-- EXTRACTED INFORMATION follows --
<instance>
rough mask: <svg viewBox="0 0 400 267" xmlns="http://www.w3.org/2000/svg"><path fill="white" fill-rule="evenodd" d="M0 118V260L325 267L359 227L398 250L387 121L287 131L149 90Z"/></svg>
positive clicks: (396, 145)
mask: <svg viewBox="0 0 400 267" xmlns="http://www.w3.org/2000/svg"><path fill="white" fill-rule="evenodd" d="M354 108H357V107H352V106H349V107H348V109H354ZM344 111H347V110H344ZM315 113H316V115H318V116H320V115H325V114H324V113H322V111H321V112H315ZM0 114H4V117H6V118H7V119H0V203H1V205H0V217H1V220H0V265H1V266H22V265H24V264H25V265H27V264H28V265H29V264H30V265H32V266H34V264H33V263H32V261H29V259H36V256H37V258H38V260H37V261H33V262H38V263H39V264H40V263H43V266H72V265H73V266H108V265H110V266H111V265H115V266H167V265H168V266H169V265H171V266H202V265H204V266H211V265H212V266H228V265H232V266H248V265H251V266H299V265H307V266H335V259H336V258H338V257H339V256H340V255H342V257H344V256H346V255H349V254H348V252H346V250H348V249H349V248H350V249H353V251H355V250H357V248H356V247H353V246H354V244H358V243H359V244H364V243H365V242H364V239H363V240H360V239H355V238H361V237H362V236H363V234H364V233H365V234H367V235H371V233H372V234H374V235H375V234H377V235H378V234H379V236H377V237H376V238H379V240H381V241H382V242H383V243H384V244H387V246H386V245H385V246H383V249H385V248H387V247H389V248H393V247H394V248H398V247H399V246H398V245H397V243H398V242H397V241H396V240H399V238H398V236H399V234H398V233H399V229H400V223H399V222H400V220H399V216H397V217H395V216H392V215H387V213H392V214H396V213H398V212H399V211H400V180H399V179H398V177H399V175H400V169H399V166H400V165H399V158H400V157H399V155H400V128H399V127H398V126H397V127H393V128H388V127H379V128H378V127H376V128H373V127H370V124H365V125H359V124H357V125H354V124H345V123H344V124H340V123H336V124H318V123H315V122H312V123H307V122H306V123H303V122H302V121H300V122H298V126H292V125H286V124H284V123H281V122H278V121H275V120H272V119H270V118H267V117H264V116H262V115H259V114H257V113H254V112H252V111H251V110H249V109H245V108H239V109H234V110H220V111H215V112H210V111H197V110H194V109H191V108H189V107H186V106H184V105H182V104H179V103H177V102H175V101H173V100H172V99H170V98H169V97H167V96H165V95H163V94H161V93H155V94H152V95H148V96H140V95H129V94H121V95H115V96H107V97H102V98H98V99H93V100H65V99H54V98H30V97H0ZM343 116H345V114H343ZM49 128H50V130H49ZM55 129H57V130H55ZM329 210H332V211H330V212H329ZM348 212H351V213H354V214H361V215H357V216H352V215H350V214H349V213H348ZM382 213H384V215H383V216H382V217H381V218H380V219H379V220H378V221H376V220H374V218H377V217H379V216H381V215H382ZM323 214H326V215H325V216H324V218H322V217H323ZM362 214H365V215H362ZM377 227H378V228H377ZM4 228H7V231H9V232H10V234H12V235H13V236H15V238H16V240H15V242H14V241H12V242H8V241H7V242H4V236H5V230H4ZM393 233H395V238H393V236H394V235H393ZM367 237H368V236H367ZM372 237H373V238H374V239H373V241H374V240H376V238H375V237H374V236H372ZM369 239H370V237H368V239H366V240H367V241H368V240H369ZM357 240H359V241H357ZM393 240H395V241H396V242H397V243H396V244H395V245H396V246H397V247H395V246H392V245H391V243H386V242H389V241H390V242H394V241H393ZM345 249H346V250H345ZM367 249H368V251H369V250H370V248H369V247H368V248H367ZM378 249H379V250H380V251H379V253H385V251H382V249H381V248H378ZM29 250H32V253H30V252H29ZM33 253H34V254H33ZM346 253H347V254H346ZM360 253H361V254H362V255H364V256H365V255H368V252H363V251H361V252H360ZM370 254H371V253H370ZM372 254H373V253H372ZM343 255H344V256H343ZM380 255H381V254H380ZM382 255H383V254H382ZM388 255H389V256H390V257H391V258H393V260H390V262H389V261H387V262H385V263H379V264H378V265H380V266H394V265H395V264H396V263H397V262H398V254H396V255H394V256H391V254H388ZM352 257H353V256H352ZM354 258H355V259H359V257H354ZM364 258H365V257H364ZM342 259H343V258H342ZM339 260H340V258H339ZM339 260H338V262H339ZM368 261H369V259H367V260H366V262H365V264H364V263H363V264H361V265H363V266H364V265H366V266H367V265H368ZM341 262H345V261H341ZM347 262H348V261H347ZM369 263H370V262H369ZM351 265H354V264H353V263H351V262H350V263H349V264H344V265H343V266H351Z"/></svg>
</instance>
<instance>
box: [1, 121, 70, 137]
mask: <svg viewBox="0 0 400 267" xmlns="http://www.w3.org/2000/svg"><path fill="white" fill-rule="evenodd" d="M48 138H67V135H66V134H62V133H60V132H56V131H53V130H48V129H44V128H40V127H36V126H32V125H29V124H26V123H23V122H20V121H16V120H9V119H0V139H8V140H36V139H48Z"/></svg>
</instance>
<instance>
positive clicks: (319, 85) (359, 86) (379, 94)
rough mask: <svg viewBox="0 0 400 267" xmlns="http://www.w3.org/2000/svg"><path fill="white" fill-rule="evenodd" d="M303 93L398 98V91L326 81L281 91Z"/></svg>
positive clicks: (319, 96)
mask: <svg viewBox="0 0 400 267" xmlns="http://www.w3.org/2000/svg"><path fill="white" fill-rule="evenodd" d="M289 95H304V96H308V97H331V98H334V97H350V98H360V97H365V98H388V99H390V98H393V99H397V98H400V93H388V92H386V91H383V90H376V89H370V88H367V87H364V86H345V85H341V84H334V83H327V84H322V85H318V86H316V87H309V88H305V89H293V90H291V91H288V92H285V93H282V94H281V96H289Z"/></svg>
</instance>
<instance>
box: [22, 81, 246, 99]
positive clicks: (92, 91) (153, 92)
-- EXTRACTED INFORMATION concluded --
■ **TASK ITEM**
This task calls for the material above to be duplicated verbatim.

■ **RESPONSE FOR THIS EXERCISE**
<instance>
rough mask: <svg viewBox="0 0 400 267" xmlns="http://www.w3.org/2000/svg"><path fill="white" fill-rule="evenodd" d="M0 118V260L325 267L359 227L398 250L387 121L287 131L149 90Z"/></svg>
positive clicks: (396, 145)
mask: <svg viewBox="0 0 400 267" xmlns="http://www.w3.org/2000/svg"><path fill="white" fill-rule="evenodd" d="M354 108H357V107H352V106H349V107H348V109H354ZM344 111H347V110H344ZM315 113H316V115H318V116H320V115H325V114H324V113H322V111H321V112H315ZM0 114H4V117H6V118H7V119H0V203H1V205H0V217H1V220H0V265H1V266H22V265H24V264H25V265H27V264H28V265H29V264H30V265H32V266H34V264H33V263H32V261H29V259H36V256H37V258H38V260H37V261H33V262H38V263H39V264H40V263H43V266H72V265H73V266H108V265H110V266H111V265H115V266H167V265H168V266H169V265H171V266H202V265H204V266H211V265H212V266H228V265H232V266H248V265H251V266H299V265H307V266H335V259H336V258H338V257H339V256H340V255H342V257H344V256H346V255H349V254H348V252H346V250H348V249H349V248H350V249H353V251H355V250H357V248H356V247H353V246H354V244H358V243H359V244H364V243H365V242H364V239H363V240H360V239H355V238H361V237H362V236H363V234H364V233H365V234H367V235H371V233H372V234H374V235H375V234H377V235H378V234H379V236H377V237H376V238H379V240H381V241H382V242H383V243H384V244H387V246H386V245H385V246H383V249H385V248H387V247H389V248H393V247H394V248H398V247H399V246H398V245H397V243H398V242H397V241H396V240H399V238H398V236H399V234H398V233H399V229H400V223H399V222H400V220H399V216H397V217H395V216H392V215H387V213H392V214H396V213H398V212H399V211H400V180H399V179H398V177H399V175H400V169H399V166H400V165H399V158H400V157H399V155H400V128H399V127H398V126H397V127H393V128H388V127H379V128H378V127H376V128H373V127H370V124H365V125H359V124H357V125H354V124H345V123H344V124H340V123H336V124H318V123H315V122H312V123H307V122H306V123H303V122H302V121H300V122H298V126H292V125H286V124H284V123H281V122H278V121H275V120H272V119H270V118H267V117H264V116H262V115H259V114H257V113H254V112H252V111H251V110H249V109H245V108H239V109H234V110H220V111H215V112H210V111H197V110H194V109H191V108H189V107H186V106H184V105H182V104H179V103H177V102H175V101H173V100H172V99H170V98H169V97H167V96H165V95H163V94H161V93H155V94H152V95H148V96H140V95H129V94H121V95H115V96H107V97H102V98H98V99H93V100H65V99H54V98H30V97H0ZM343 116H345V114H343ZM49 128H50V130H49ZM55 129H57V130H55ZM329 210H332V211H330V212H329ZM348 212H351V213H354V214H361V215H357V216H352V215H350V214H349V213H348ZM382 213H384V215H383V216H382V217H381V218H380V219H379V220H378V221H376V220H374V218H377V217H379V216H381V215H382ZM323 214H326V215H325V216H324V218H322V217H323ZM362 214H365V215H362ZM377 227H378V228H377ZM4 228H7V231H9V232H10V234H12V235H13V236H15V238H16V240H15V242H14V241H12V242H8V241H7V242H4V236H5V230H4ZM393 233H395V238H393V236H394V235H393ZM367 237H368V236H367ZM372 237H373V238H374V239H373V241H374V240H376V238H375V237H374V236H372ZM369 239H370V237H368V239H366V240H367V241H368V240H369ZM357 240H359V241H357ZM393 240H395V241H396V242H397V243H396V244H395V245H396V246H397V247H395V246H392V245H391V243H386V242H389V241H390V242H394V241H393ZM345 249H346V250H345ZM367 249H368V251H369V250H370V248H369V247H368V248H367ZM378 249H379V250H380V251H379V253H385V251H382V249H381V248H378ZM29 250H32V253H30V252H29ZM33 253H34V254H33ZM346 253H347V254H346ZM360 253H361V254H362V255H364V256H365V255H368V252H363V251H361V252H360ZM370 254H371V253H370ZM372 254H373V253H372ZM343 255H344V256H343ZM380 255H381V254H380ZM382 255H383V254H382ZM388 255H389V256H390V257H391V258H393V260H390V262H389V261H387V262H385V263H379V264H378V265H380V266H394V265H395V264H396V263H397V262H398V254H396V255H394V256H391V254H388ZM352 257H353V256H352ZM354 258H355V259H359V257H354ZM364 258H365V257H364ZM342 259H343V258H342ZM339 260H340V258H339ZM339 260H338V262H339ZM368 261H369V259H367V260H366V262H365V264H364V263H363V264H361V265H363V266H364V265H366V266H367V265H368ZM341 262H345V261H341ZM347 262H348V261H347ZM369 263H370V262H369ZM351 265H354V264H353V263H351V262H350V263H349V264H344V265H343V266H351Z"/></svg>
</instance>
<instance>
box: [1, 121, 70, 137]
mask: <svg viewBox="0 0 400 267" xmlns="http://www.w3.org/2000/svg"><path fill="white" fill-rule="evenodd" d="M48 138H67V135H66V134H62V133H60V132H56V131H53V130H48V129H44V128H40V127H36V126H32V125H29V124H26V123H23V122H20V121H16V120H9V119H0V139H8V140H36V139H48Z"/></svg>
</instance>
<instance>
positive clicks: (319, 85) (359, 86) (379, 94)
rough mask: <svg viewBox="0 0 400 267" xmlns="http://www.w3.org/2000/svg"><path fill="white" fill-rule="evenodd" d="M303 93L398 98V91L326 81L281 91Z"/></svg>
positive clicks: (319, 96)
mask: <svg viewBox="0 0 400 267" xmlns="http://www.w3.org/2000/svg"><path fill="white" fill-rule="evenodd" d="M289 95H304V96H308V97H331V98H334V97H350V98H360V97H365V98H388V99H390V98H393V99H397V98H400V93H388V92H386V91H383V90H376V89H370V88H367V87H364V86H345V85H341V84H334V83H327V84H322V85H318V86H316V87H309V88H305V89H293V90H291V91H288V92H285V93H282V94H281V96H289Z"/></svg>
</instance>
<instance>
box: [22, 81, 246, 99]
positive clicks: (92, 91) (153, 92)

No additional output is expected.